### ABOUT THIS EXERCISE
Where the string "negative" appears in a line of the material below, copy that line.
=== Begin Enclosure ===
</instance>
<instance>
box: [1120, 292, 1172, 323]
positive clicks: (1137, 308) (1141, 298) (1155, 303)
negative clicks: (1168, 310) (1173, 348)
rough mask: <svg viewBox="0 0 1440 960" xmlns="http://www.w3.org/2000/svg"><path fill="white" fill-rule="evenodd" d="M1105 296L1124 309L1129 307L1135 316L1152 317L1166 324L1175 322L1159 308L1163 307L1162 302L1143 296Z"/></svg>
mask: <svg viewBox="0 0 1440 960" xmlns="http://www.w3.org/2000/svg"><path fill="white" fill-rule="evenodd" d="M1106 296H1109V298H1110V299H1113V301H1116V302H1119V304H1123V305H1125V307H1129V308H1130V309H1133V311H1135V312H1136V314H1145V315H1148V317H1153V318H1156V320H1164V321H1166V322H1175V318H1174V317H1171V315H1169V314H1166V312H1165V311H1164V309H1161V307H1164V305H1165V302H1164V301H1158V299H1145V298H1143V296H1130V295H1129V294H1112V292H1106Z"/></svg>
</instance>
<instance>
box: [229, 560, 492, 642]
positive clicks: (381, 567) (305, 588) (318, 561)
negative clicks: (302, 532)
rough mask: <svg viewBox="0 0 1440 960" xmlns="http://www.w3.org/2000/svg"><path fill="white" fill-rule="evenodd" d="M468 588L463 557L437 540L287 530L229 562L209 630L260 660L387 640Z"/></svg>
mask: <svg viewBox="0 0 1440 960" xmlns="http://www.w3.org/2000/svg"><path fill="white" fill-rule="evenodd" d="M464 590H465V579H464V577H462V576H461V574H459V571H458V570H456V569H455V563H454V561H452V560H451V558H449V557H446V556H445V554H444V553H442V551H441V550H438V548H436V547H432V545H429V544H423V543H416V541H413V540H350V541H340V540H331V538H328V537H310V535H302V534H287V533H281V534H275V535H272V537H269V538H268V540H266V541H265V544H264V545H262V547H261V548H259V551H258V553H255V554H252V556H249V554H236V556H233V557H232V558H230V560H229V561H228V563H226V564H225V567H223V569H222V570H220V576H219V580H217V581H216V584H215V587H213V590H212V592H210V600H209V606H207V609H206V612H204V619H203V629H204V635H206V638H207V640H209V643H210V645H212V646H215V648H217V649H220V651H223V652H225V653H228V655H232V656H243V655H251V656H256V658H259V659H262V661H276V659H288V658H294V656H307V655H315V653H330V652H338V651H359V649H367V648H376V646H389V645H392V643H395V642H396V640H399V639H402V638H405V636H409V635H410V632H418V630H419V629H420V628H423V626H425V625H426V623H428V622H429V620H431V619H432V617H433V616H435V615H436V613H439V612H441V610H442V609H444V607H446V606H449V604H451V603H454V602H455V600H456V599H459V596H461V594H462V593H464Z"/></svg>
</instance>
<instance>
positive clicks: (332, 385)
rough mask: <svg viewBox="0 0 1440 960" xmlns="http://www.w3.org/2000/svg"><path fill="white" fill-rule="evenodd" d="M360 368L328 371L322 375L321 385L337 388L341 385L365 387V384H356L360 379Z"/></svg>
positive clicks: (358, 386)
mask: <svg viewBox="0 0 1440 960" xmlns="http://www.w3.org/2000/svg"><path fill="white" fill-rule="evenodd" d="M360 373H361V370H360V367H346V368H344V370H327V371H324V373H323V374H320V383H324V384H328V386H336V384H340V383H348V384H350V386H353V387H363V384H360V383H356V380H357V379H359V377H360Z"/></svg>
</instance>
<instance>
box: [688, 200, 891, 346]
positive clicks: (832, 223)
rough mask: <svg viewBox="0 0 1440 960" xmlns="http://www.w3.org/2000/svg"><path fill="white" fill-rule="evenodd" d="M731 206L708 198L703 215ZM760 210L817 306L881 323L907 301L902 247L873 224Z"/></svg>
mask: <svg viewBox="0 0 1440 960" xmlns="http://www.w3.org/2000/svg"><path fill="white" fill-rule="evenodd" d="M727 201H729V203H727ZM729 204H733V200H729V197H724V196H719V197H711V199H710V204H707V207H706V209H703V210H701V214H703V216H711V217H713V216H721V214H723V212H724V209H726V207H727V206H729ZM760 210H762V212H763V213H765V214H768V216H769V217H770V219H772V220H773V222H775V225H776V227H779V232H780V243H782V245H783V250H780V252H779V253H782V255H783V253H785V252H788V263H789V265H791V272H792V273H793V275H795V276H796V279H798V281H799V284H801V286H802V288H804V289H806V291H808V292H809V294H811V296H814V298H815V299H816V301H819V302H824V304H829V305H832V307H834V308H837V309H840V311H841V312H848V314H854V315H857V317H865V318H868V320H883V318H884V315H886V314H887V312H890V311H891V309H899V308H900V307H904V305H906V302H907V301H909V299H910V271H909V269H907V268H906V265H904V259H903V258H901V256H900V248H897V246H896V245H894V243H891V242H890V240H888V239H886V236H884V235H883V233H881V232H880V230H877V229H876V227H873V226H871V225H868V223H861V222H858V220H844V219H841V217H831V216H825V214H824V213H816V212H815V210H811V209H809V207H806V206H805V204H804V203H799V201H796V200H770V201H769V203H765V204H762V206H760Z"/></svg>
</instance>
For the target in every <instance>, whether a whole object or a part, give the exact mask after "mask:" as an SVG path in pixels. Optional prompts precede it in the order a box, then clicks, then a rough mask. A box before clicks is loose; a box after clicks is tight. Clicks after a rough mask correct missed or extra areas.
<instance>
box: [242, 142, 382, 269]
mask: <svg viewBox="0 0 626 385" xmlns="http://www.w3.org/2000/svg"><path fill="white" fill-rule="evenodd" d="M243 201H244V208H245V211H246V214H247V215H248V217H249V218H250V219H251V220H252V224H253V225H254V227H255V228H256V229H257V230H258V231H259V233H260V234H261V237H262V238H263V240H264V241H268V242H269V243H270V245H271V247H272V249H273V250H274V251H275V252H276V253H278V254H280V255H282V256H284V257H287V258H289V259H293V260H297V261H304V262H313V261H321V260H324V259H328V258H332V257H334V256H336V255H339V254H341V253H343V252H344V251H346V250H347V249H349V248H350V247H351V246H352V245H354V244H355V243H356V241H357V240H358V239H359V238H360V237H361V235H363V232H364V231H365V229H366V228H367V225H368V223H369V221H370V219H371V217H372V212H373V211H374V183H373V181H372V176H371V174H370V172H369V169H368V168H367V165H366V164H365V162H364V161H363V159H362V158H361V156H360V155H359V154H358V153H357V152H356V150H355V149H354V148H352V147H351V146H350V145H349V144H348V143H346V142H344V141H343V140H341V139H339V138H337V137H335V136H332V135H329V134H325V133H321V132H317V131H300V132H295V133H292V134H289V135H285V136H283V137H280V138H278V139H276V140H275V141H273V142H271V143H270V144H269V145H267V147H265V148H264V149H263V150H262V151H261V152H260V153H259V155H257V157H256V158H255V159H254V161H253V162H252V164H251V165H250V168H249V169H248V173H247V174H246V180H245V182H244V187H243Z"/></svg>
=== End Enclosure ===
### SOLUTION
negative clicks: (1168, 310) (1173, 348)
negative clicks: (302, 532)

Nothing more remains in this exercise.